- [STATED GOAL] Please put the items below into a numbered list, leaving out any blank lines.

- [RECORDS FOR THIS EXERCISE]
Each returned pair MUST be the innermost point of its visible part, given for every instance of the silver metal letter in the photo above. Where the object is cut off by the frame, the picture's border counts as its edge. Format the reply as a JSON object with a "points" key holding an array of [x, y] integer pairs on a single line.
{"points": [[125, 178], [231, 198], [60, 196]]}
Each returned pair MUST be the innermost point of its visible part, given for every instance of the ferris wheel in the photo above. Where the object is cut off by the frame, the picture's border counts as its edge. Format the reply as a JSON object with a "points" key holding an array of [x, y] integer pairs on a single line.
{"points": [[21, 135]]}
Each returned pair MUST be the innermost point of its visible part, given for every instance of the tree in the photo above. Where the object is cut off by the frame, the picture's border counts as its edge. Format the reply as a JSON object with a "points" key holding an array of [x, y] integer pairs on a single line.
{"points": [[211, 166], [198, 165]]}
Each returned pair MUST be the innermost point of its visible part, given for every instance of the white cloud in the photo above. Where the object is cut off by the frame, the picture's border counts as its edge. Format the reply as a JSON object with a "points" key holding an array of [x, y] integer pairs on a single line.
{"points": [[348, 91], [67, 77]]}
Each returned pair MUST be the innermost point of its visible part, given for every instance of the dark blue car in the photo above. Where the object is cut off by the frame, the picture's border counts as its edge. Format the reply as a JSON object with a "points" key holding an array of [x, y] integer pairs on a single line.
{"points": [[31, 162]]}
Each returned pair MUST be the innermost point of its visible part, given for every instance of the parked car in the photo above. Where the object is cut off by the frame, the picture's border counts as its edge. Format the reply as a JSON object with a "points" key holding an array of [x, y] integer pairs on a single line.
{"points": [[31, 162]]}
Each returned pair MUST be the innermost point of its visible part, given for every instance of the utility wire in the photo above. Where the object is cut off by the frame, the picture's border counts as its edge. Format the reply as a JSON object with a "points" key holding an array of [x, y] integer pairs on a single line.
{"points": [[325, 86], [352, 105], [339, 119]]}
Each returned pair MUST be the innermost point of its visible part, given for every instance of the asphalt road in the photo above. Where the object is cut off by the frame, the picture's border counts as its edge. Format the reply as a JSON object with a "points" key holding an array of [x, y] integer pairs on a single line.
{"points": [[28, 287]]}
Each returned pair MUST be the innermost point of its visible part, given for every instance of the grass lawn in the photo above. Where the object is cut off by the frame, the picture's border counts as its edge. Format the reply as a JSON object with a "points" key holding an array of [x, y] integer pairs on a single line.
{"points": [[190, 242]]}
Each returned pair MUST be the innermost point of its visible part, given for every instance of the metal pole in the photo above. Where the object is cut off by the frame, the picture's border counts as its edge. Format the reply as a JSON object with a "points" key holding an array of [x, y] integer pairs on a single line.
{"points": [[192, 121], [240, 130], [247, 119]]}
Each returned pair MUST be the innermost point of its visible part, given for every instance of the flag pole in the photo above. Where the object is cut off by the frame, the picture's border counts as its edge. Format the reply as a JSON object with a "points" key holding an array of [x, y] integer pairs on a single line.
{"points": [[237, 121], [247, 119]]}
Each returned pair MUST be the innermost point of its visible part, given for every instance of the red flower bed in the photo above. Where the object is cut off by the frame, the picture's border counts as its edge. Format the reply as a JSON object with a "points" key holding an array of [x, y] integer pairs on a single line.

- [ANSWER BELOW]
1. Each returned pair MUST be the innermost point of its visible part, given for every instance of the silver metal letter in the photo above. Where the object is cut off by the frame, the picture's border counts as its edge. Format the reply as a JSON object with a "points" key holding an array of [x, y] integer pairs on a single line.
2. {"points": [[125, 178], [231, 198], [60, 196]]}
3. Each returned pair MUST be the innermost point of its visible part, given for every instance of the ferris wheel in the photo above. Where the object is cut off by the frame, the picture's border counts as its edge. Format the reply as a JSON object with a "points" key holding an array of [x, y] integer pairs on a single line.
4. {"points": [[21, 135]]}
5. Each returned pair MUST be the innermost point of its visible part, given for every instance of the tree in the photo above. Where the object is cut off by the frame, the picture's border counts as its edge. Format the reply as a JSON object with a "points" key holding an array of [x, y] integer pairs on a single line.
6. {"points": [[211, 166], [198, 165]]}
7. Each returned pair MUST be the innermost point of its visible part, given for every instance of the white cloud in the photo above. Where the object is cut off by the frame, the picture's border counts as its edge. Format the reply as a JSON object with a "points" key holding an array of [x, y] integer pairs on a single line.
8. {"points": [[348, 91], [67, 77]]}
9. Each returned pair MUST be the innermost point of its visible part, given for every instance of the dark blue car in the photo above. Where the object is cut off by the frame, the picture's border counts as its edge. Format the reply as a JSON object with a "points" key holding an array of [x, y] integer pairs on a single line.
10. {"points": [[31, 162]]}
11. Each returned pair MUST be the innermost point of its visible part, given for every instance of the parked car in the photo above. Where the object is cut off by the frame, the picture's border counts as its edge. Format the reply as a JSON object with a "points" key holding an array of [x, y] integer pairs on a single line.
12. {"points": [[31, 162]]}
13. Each returned pair MUST be the innermost point of its visible part, given for every instance of the utility wire in the photo above. Where the object is cut off by the frame, the picture's border counts as its edge. Format the reply as a JSON object with a "points" key holding an array of [x, y] integer pairs on a single line.
14. {"points": [[325, 86], [352, 105], [339, 119]]}
15. Each returned pair MUST be the innermost point of its visible part, given for every instance of the asphalt road in the photo above. Where the object is cut off by the frame, the picture's border counts as its edge. Format the reply as a JSON object with a "points" key holding an array of [x, y] integer pairs on a single line.
16. {"points": [[28, 287]]}
17. Each returned pair MUST be the innermost point of its visible part, given for every instance of the grass lawn in the photo above. Where the object is cut off by the frame, the picture's border counts as its edge. Format the reply as a JSON object with a "points" key holding an array of [x, y] integer pairs on a single line.
18. {"points": [[190, 242]]}
19. Each returned pair MUST be the innermost point of its visible part, given for every instance of the metal pole in the photo above. Where the object is cut off by the frame, the picture's border counts as its edge. Format the reply as a JSON object with a "points" key holding an array of [x, y] integer pairs on a single line.
20. {"points": [[192, 121], [240, 130], [247, 119]]}
21. Each returned pair MUST be the innermost point of its visible part, given for every instance of the flag pole in the photo above. Where the object is cut off by the frame, the picture's border counts as its edge. Format the reply as a JSON object with a "points" key holding an array of [x, y] integer pairs on a single line.
22. {"points": [[237, 121], [247, 119]]}
23. Each returned pair MUST be the innermost point of its visible part, given for every instance of the red flower bed in the photo above. Where the object is cut off by the frame, the picture's border counts as its edge. Format the reply as a JSON object with a "points" key holding an array of [x, y] integer pairs on a single line.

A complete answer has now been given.